---------- MATERIAL ----------

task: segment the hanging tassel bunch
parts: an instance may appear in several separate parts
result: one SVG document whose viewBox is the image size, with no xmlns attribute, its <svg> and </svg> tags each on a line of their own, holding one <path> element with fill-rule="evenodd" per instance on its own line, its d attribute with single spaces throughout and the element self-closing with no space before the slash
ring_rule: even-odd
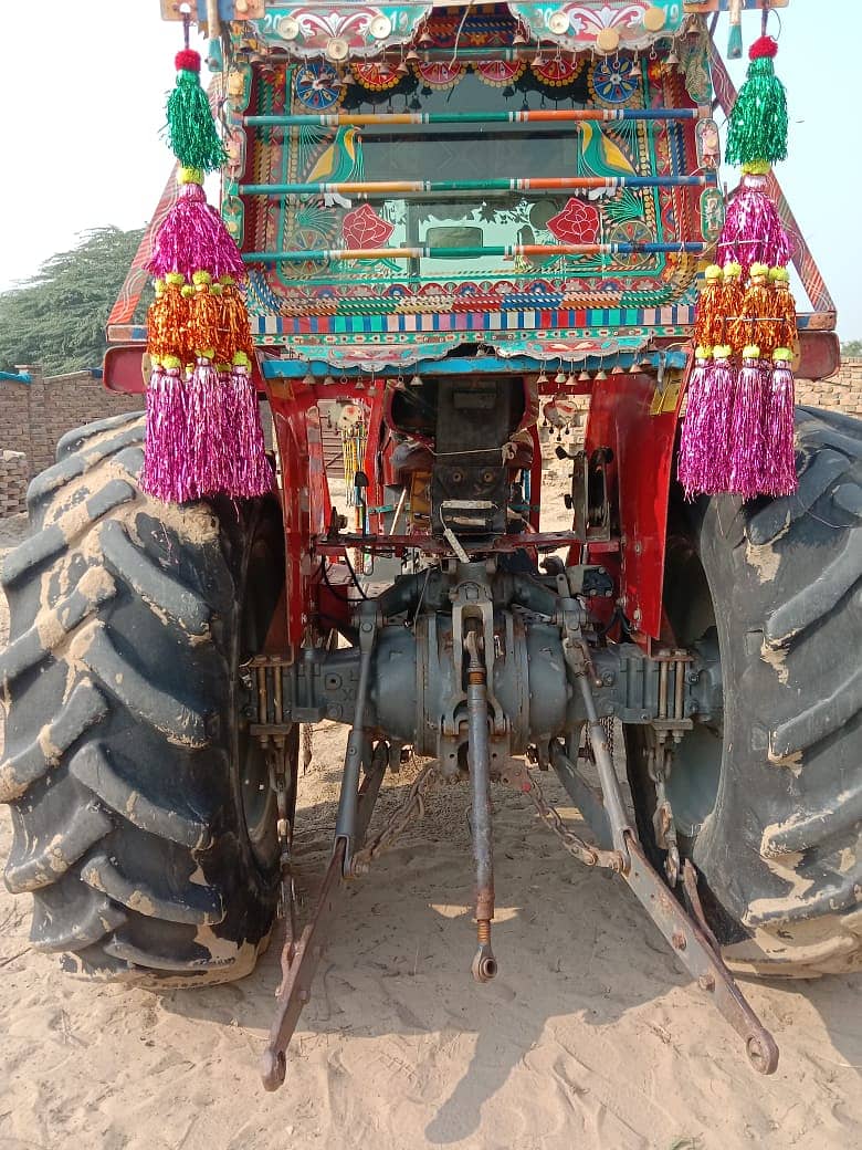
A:
<svg viewBox="0 0 862 1150">
<path fill-rule="evenodd" d="M 748 51 L 748 75 L 730 116 L 728 163 L 778 163 L 787 159 L 787 93 L 775 74 L 778 44 L 761 36 Z"/>
<path fill-rule="evenodd" d="M 718 243 L 722 267 L 707 268 L 695 315 L 701 346 L 678 467 L 688 499 L 786 496 L 798 483 L 791 367 L 796 309 L 786 268 L 793 243 L 768 194 L 771 164 L 787 155 L 777 48 L 767 36 L 752 46 L 748 78 L 730 116 L 728 159 L 741 164 L 742 182 Z"/>
<path fill-rule="evenodd" d="M 162 222 L 149 270 L 156 296 L 147 316 L 153 370 L 141 488 L 166 503 L 216 494 L 263 496 L 272 488 L 252 381 L 245 267 L 203 172 L 224 162 L 197 53 L 177 56 L 168 135 L 180 164 L 177 204 Z"/>
<path fill-rule="evenodd" d="M 686 498 L 731 493 L 744 499 L 791 494 L 793 452 L 792 346 L 796 312 L 786 268 L 754 264 L 744 288 L 739 264 L 721 284 L 708 271 L 695 331 L 721 334 L 701 345 L 688 381 L 678 478 Z"/>
</svg>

----------

EXERCISE DETAILS
Pull every line of the records above into your answer, reproducing each one character for character but omitting the pictures.

EXERCISE SOLUTION
task: segment the hanging tassel bunch
parts: an instance may appear in several separate parts
result: one SVG document whose viewBox is the image size, with no xmlns attribute, its <svg> and </svg> tags each on a line of their own, holding one <path> element with fill-rule="evenodd" per instance on its own line, its d attribute with single spaces throughout and the element self-closing with no space before the slash
ring_rule: even-odd
A:
<svg viewBox="0 0 862 1150">
<path fill-rule="evenodd" d="M 748 51 L 748 75 L 730 116 L 728 163 L 778 163 L 787 159 L 787 93 L 775 74 L 778 44 L 761 36 Z"/>
<path fill-rule="evenodd" d="M 718 243 L 722 267 L 707 268 L 695 315 L 701 346 L 678 467 L 688 499 L 786 496 L 798 483 L 791 367 L 796 309 L 786 268 L 793 243 L 768 194 L 771 164 L 787 155 L 777 48 L 767 36 L 752 46 L 748 78 L 730 116 L 728 159 L 741 164 L 742 182 Z"/>
<path fill-rule="evenodd" d="M 162 222 L 149 270 L 156 296 L 147 316 L 153 370 L 141 488 L 166 503 L 216 494 L 263 496 L 272 488 L 252 381 L 245 267 L 203 172 L 224 162 L 197 53 L 177 56 L 168 135 L 180 164 L 177 204 Z"/>
<path fill-rule="evenodd" d="M 686 498 L 731 493 L 744 499 L 791 494 L 793 452 L 792 346 L 796 312 L 786 268 L 754 264 L 744 288 L 739 264 L 721 284 L 708 271 L 695 331 L 721 334 L 701 345 L 688 381 L 678 478 Z"/>
</svg>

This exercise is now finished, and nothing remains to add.